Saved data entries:
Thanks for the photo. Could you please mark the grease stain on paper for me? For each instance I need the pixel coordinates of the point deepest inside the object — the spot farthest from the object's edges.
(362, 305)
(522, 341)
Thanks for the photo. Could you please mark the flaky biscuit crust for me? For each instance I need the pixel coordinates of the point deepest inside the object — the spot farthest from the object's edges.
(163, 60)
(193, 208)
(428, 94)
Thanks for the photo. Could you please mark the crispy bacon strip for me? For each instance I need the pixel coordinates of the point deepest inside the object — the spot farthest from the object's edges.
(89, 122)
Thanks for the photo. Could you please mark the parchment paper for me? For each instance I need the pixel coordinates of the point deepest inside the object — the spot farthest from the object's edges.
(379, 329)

* [Task goal]
Starting at the line that contains "Thanks for the photo. Could you please mark the flaky", write out every line to the end of the entries, exactly as given.

* [Answer space]
Thanks for the photo. Could you please mark the flaky biscuit crust for me? For each instance I need the pixel coordinates of the point deepest inside the object — the spot farthest from the object's edges.
(163, 60)
(193, 208)
(428, 94)
Thanks for the photo. Could you please mark the crispy bacon strip for me? For each instance I need the pixel coordinates of the point deepest inside the object — the spot farthest from the object's edges.
(89, 122)
Thanks for the photo. Could you please mark the parchment paper for me? For each instance I need the pixel coordinates of the point deepest inside the object — the spot farthest from the object's edges.
(379, 329)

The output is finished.